COMPLETE THE FOLLOWING:
(1) Restate the paragraph of the JDBC connector documentation that begins "A JDBC source table is a bounded data source" as a short bulleted list, keeping its main facts.
(2) Reproduce word for word the passage of the JDBC connector documentation from "Background information" to "tables (public preview).".

This topic describes how to use the Java Database Connectivity (JDBC) connector.
Background information
This connector is the open source Flink JDBC connector. It lets you read data from and write data to common databases, such as MySQL, PostgreSQL, and Oracle. The following table describes the capabilities of the JDBC connector.
Category | Description |
Supported types | Source table, dimension table, and sink table |
Running mode | Streaming mode and batch mode |
Data format | Not applicable |
Specific monitoring metrics | None |
API type | SQL |
Support for updating or deleting data in sink tables | Yes |
Prerequisites
The database and table that you want to connect to must be created.
Limits
A JDBC source table is a bounded data source. After all data is read, the task automatically ends. To capture real-time changes, use a Change Data Capture (CDC) connector. For more information, see MySQL CDC source tables and PostgreSQL CDC source tables (public preview).
When you write data to a PostgreSQL sink table, the database version must be 9.5 or later. Write operations will fail on earlier versions because they do not support the ON CONFLICT syntax.
Flink does not include a built-in database driver. You must manually upload the JAR package for your database driver as an additional dependency. The following table lists the supported drivers:
Driver
Group ID
Artifact ID
MySQL
mysql
Oracle
com.oracle.database.jdbc
PostgreSQL
org.postgresql
If you use a JDBC driver that is not listed in the table, you must test its validity and availability before use.
When the JDBC connector writes data to a MySQL sink table, it concatenates each received record into an SQL statement and executes it. For a MySQL sink table that contains a primary key, the following statement is executed:
INSERT INTO table_name (column1, column2, ...) VALUES (value1, value2, ...) ON DUPLICATE KEY UPDATE column1 = VALUES(column1), column2 = VALUES(column2), ...;.WarningIf a table has a unique index that is not the primary key, inserting a record with a different primary key but an identical unique index value causes a conflict. This conflict results in data being overwritten and leads to data loss.
Syntax
CREATE TABLE jdbc_table (
`id` BIGINT,
`name` VARCHAR,
PRIMARY KEY (id) NOT ENFORCED
) WITH (
'connector' = 'jdbc',
'url' = 'jdbc:xxx',
'table-name' = '<yourTable>',
'username' = '<yourUsername>',
'password' = '<yourPassword>'
);Parameters
General
Parameter
Description
Data type
Required
Default value
Notes
connector
The type of the table.
String
Yes
None
The value must be `jdbc`.
url
The URL of the database.
String
Yes
None
None.
table-name
The name of the JDBC table.
String
Yes
None
None.
username
The username for the JDBC connection.
String
No
None
If you specify either the `username` or `password` parameter, you must specify both.
password
The password for the JDBC connection.
String
No
None
Source table specific
Parameter
Description
Data type
Required
Default value
Notes
scan.partition.column
The name of the column used to partition the input.

LISTED ENTRIES:
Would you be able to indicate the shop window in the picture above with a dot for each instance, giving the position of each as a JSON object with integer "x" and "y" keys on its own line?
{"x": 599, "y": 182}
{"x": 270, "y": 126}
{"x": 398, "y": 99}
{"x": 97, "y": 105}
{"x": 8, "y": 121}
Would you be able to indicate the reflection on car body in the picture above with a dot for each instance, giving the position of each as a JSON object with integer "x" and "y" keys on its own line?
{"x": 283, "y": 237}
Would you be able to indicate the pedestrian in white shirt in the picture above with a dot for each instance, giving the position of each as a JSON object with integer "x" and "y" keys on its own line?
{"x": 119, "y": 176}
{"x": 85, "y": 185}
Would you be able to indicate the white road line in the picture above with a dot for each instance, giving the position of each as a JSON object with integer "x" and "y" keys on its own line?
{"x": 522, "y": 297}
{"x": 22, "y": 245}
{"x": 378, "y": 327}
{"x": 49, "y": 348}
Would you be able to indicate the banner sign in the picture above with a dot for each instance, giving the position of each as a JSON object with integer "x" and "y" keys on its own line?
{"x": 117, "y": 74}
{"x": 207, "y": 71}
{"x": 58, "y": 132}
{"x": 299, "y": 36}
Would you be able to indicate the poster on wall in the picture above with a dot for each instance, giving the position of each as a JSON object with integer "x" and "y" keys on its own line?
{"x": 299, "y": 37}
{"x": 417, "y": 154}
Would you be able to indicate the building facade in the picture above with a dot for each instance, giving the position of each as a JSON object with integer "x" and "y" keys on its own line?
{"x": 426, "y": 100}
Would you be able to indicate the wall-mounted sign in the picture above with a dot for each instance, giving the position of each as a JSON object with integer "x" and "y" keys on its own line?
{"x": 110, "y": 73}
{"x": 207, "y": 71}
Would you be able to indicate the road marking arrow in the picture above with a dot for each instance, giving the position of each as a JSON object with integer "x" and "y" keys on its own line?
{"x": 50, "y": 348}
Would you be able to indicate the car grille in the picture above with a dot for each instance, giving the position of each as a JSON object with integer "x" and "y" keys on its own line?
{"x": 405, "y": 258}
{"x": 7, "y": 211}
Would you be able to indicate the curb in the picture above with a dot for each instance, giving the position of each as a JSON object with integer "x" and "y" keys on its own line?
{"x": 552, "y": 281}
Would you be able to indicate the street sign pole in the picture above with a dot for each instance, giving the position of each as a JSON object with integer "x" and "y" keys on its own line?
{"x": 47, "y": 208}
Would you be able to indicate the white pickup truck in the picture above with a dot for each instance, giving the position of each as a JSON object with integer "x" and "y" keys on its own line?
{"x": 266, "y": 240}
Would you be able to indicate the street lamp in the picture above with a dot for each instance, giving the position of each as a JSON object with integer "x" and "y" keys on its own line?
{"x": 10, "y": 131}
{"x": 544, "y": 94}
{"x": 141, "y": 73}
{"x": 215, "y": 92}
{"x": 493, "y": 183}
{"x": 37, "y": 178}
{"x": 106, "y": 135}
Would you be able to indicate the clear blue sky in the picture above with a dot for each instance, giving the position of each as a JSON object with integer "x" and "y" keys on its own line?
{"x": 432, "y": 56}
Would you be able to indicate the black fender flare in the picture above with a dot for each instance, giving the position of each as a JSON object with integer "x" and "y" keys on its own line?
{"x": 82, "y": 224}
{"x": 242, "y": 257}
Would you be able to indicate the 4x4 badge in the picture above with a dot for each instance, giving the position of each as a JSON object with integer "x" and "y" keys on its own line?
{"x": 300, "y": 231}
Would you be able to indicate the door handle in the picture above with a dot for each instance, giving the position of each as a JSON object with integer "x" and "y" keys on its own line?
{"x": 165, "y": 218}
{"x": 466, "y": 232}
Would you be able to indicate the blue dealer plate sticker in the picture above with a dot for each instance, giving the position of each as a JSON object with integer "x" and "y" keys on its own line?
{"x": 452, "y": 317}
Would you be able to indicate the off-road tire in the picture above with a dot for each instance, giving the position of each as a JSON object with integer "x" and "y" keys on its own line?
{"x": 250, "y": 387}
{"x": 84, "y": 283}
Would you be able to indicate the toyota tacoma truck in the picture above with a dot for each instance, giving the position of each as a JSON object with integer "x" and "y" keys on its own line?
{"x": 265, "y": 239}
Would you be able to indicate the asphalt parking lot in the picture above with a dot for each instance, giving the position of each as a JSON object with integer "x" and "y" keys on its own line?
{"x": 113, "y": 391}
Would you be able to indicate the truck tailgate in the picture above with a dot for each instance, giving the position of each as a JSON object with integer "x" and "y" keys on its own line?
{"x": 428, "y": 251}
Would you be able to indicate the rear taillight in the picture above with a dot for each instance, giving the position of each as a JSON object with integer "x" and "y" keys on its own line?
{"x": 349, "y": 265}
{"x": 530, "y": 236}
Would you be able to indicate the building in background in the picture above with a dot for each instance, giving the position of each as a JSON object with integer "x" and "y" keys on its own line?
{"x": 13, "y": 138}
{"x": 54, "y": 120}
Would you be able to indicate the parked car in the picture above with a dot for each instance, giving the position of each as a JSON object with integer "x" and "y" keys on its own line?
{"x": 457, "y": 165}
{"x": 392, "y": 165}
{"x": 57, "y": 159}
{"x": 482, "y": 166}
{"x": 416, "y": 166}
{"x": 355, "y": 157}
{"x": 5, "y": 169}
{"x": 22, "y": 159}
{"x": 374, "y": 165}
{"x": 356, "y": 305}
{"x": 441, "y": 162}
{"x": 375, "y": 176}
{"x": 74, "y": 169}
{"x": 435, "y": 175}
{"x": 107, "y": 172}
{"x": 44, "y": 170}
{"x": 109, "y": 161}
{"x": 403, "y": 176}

TASK ANSWERS:
(1)
- A JDBC source table is a bounded data source, so the task ends automatically after all data is read.
- To capture real-time changes, use a Change Data Capture (CDC) connector.
- For details, see MySQL CDC source tables and PostgreSQL CDC source tables (public preview).

(2)
Background information
This connector is the open source Flink JDBC connector. It lets you read data from and write data to common databases, such as MySQL, PostgreSQL, and Oracle. The following table describes the capabilities of the JDBC connector.
Category | Description |
Supported types | Source table, dimension table, and sink table |
Running mode | Streaming mode and batch mode |
Data format | Not applicable |
Specific monitoring metrics | None |
API type | SQL |
Support for updating or deleting data in sink tables | Yes |
Prerequisites
The database and table that you want to connect to must be created.
Limits
A JDBC source table is a bounded data source. After all data is read, the task automatically ends. To capture real-time changes, use a Change Data Capture (CDC) connector. For more information, see MySQL CDC source tables and PostgreSQL CDC source tables (public preview).